Highest Rated Addition: EDGE Andrew Chatfield (from Florida) 64 points

Highest Rated Departure: WR Champ Flemings (uncommitted), 50 points

Total Additions: 1 with average grade of 64.0

Total Departures: 6 with average grade of 29.0

Before the immediate eligibility transfer rule was put into place, Oregon State was one of the original schools heavily reliant on transfers. Jonathan Smith built up the Beavers from the dregs of power conference teams into a fully respectable program in part by bringing back west coast players that were highly talented coming out of high school but hadn’t made their mark wandering east to go to college. It’s a little surprising then that the Beavers have been the least transfer-focused school in the conference this offseason. Maybe a zag while the rest of them zig approach?

The lone addition is Andrew Chatfield who was solid as a reserve at Florida and is a former 4-star recruit. He should help reinforce the pass rush for the Beavers this season. The losses meanwhile are extremely minimal. Undersized dynamo Champ Flemings is moving on which is a hit to OSU’s special teams and gadget plays. Only one of the 6 departures though is committed and they are headed to Boise State. Flemings is the only one that played more than 375 total snaps in their career for OSU. None of them had better than a 65.0 grade from Pro Football Focus. The average of 29.0 for departures is the lowest in the Pac-12 and a sign that Smith managed to keep hold of just about every player on the roster for which he saw a future in a Beaver uniform.

5. Oregon Ducks, -100 Points

Highest Rated Addition: QB Bo Nix (from Auburn), 93 points

Highest Rated Departure: RB Travis Dye (to USC), 78 points

Total Additions: 5 with average grade of 61.8

Total Departures: 9 with average grade of 40.6

Oregon’s interactions with the portal have been reasonably similar to Washington. They’ve lost 9 players but 5 of them played 25 or fewer career snaps for the Ducks and while maybe they thrive in their next stop it’s certainly no guarantee. Although 4 of those players ended up at Miami, Florida State, BYU, and Auburn so it’s not as if they weren’t in demand. DL Jayson Jones (45 pts) was a rotational lineman for the Ducks and showed flashes but didn’t grade out well by PFF. Still, he’s headed to Auburn so again it’s not as if he had to go to the Mountain West to find a potential starting spot.
__________________________________________________
*THINGS TO DO*.
A – In the transfer portal article, which school is the one committed Oregon State departure headed to?
B – Please retype the transfer portal article word for word, starting at "Total Departures: 9" and ending at "potential starting spot.".
Answer using only the transfer portal article.

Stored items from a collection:
__________________________________________________
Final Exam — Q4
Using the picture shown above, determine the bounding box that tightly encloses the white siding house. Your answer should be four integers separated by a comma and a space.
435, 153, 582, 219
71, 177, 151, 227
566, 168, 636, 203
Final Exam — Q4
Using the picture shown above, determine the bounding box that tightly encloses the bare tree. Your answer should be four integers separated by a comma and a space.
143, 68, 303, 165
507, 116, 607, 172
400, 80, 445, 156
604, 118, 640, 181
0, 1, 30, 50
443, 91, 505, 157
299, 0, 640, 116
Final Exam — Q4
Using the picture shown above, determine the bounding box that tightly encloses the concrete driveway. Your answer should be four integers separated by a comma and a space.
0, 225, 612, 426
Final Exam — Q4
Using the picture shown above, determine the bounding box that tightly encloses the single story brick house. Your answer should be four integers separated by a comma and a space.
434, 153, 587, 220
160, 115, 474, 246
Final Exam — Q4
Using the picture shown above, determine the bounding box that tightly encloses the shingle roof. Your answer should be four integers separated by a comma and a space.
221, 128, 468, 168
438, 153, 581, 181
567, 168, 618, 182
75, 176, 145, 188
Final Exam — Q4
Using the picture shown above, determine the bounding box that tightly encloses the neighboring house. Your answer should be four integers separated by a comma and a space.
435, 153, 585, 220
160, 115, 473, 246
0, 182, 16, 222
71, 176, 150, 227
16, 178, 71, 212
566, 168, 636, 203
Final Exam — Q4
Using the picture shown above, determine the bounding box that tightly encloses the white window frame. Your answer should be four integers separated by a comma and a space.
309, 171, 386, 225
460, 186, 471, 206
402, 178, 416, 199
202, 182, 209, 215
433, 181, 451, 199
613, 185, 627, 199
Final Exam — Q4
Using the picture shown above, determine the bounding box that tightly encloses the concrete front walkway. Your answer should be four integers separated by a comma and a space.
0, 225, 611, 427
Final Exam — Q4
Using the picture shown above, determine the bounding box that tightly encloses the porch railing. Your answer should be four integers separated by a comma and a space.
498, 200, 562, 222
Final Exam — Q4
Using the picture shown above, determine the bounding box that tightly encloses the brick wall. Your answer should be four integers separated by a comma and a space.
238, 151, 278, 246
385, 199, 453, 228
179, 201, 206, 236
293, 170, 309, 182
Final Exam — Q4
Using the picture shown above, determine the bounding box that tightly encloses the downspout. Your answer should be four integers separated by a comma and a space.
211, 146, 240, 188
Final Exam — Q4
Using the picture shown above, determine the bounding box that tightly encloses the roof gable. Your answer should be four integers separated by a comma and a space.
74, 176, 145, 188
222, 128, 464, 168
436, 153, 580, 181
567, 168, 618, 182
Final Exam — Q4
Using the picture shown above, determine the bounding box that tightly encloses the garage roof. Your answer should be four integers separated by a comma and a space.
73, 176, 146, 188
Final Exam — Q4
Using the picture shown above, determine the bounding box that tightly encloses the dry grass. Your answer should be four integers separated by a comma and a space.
__________________________________________________
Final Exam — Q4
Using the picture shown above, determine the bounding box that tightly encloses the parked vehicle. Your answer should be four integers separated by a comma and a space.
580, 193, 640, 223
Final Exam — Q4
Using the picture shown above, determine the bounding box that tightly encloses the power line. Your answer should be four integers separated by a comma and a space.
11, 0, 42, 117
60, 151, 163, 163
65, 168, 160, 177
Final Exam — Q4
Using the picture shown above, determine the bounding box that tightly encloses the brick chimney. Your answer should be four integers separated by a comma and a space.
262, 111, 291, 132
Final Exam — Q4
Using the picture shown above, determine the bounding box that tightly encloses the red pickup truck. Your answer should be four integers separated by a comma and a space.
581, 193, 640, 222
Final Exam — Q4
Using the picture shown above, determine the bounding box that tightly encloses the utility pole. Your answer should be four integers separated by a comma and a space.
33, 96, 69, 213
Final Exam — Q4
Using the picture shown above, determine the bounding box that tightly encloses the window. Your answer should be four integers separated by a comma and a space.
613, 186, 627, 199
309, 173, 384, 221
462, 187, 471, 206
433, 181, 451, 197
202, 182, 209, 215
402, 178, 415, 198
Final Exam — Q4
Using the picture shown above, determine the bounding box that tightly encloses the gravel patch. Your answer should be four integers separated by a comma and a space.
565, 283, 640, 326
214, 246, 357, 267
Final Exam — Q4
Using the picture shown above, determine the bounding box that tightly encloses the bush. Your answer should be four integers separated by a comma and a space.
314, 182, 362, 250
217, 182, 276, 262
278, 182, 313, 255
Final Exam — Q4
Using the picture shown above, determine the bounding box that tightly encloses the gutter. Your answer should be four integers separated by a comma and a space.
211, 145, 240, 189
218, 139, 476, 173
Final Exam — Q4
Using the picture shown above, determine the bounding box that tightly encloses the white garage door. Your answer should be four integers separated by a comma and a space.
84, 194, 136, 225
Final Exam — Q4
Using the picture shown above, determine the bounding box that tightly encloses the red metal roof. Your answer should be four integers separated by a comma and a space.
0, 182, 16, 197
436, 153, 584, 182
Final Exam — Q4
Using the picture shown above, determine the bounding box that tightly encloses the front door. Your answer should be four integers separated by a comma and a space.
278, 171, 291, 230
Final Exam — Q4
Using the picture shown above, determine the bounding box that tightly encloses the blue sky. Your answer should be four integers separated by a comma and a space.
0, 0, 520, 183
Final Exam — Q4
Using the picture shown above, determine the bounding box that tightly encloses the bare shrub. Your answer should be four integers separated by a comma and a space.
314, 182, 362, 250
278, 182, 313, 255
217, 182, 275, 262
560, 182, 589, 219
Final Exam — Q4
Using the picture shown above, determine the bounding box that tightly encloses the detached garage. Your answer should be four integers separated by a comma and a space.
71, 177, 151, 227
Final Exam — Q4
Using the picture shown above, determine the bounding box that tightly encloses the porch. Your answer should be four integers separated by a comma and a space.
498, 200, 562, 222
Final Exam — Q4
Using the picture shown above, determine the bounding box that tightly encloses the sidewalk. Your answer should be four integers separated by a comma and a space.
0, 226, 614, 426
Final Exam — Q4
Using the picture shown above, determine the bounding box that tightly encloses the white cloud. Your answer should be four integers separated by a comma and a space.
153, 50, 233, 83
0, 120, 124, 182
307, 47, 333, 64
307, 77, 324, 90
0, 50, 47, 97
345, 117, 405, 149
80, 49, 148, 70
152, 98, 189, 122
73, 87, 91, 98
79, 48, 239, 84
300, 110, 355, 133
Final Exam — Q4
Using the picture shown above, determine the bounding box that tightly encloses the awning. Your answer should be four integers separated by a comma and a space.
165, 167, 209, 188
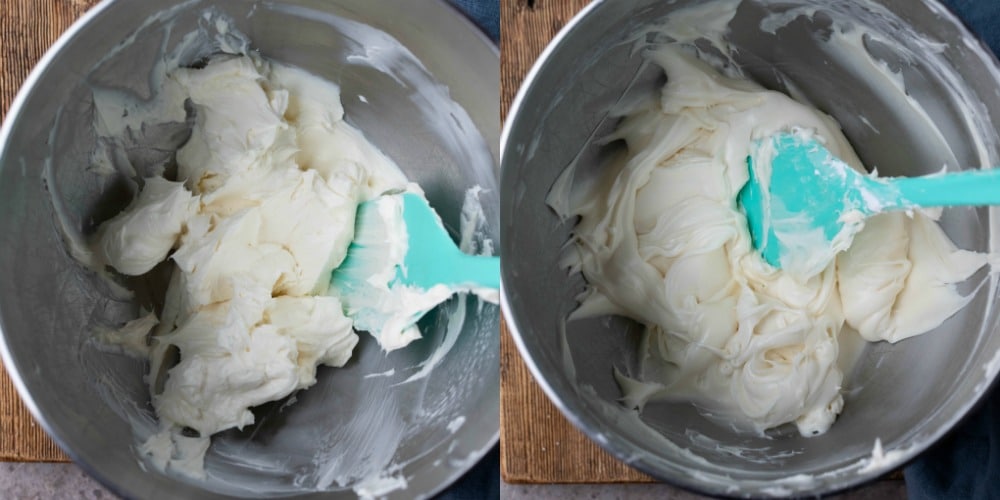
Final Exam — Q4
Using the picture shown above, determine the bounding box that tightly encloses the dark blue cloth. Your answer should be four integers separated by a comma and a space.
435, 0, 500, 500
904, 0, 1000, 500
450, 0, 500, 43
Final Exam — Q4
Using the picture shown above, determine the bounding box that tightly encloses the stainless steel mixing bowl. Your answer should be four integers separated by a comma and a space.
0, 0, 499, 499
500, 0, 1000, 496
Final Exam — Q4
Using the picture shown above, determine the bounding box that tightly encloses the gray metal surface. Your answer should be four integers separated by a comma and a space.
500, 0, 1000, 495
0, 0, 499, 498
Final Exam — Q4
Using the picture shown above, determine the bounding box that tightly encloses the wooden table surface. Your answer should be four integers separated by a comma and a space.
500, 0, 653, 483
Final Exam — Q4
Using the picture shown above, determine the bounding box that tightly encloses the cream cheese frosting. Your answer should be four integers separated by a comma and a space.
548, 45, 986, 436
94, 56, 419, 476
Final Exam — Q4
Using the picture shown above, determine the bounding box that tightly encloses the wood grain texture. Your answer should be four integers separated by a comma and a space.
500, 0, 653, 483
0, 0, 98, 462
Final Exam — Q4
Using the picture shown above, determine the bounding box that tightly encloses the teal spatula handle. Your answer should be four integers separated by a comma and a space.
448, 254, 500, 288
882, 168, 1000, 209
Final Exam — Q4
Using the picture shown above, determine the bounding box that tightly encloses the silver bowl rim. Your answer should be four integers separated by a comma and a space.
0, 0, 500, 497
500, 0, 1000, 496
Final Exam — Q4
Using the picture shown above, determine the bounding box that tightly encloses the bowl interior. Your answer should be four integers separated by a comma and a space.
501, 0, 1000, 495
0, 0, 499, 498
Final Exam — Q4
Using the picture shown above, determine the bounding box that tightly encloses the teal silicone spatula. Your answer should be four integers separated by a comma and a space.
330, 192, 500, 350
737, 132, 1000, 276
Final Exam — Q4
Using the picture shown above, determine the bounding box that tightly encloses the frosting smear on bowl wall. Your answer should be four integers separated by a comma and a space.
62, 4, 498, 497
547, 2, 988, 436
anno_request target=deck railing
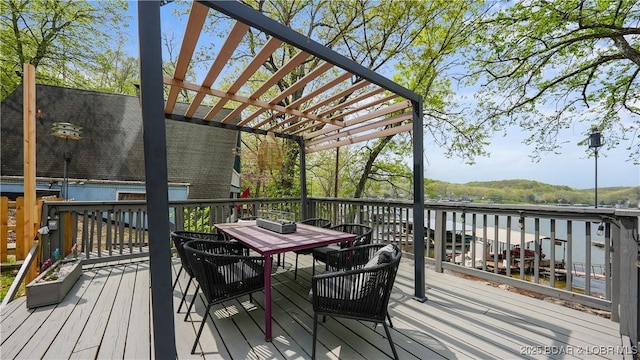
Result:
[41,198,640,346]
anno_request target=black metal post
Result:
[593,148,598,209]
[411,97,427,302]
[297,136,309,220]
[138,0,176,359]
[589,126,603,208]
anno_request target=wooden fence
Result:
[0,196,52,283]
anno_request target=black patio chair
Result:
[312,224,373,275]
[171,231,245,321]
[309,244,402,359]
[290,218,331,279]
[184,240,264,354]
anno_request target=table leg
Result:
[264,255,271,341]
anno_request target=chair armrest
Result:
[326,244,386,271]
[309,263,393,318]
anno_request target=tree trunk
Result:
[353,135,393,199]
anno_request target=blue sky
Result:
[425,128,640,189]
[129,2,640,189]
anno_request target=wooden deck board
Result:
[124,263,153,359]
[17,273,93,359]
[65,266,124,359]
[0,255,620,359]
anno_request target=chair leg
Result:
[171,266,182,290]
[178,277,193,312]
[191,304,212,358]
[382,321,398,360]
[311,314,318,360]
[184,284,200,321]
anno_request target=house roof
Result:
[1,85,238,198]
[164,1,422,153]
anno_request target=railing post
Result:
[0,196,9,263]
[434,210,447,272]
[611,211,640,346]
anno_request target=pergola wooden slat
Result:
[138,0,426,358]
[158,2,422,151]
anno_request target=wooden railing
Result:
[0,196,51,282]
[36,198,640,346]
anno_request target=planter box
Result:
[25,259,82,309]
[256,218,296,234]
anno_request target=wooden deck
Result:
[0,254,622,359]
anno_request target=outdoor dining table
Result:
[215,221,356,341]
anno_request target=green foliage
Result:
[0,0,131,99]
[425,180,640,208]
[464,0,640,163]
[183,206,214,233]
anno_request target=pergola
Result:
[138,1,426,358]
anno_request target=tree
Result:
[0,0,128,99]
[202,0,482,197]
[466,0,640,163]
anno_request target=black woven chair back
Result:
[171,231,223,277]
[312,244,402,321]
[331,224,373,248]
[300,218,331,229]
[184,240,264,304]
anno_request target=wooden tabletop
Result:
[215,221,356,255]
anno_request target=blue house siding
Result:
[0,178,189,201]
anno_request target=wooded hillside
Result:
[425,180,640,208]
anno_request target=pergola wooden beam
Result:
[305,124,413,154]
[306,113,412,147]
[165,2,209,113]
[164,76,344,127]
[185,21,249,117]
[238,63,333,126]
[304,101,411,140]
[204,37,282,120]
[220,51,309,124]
__________________________________________________
*SOLVED TASKS*.
A – Boise State.

B –
Total Departures: 9 with average grade of 40.6

Oregon’s interactions with the portal have been reasonably similar to Washington. They’ve lost 9 players but 5 of them played 25 or fewer career snaps for the Ducks and while maybe they thrive in their next stop it’s certainly no guarantee. Although 4 of those players ended up at Miami, Florida State, BYU, and Auburn so it’s not as if they weren’t in demand. DL Jayson Jones (45 pts) was a rotational lineman for the Ducks and showed flashes but didn’t grade out well by PFF. Still, he’s headed to Auburn so again it’s not as if he had to go to the Mountain West to find a potential starting spot.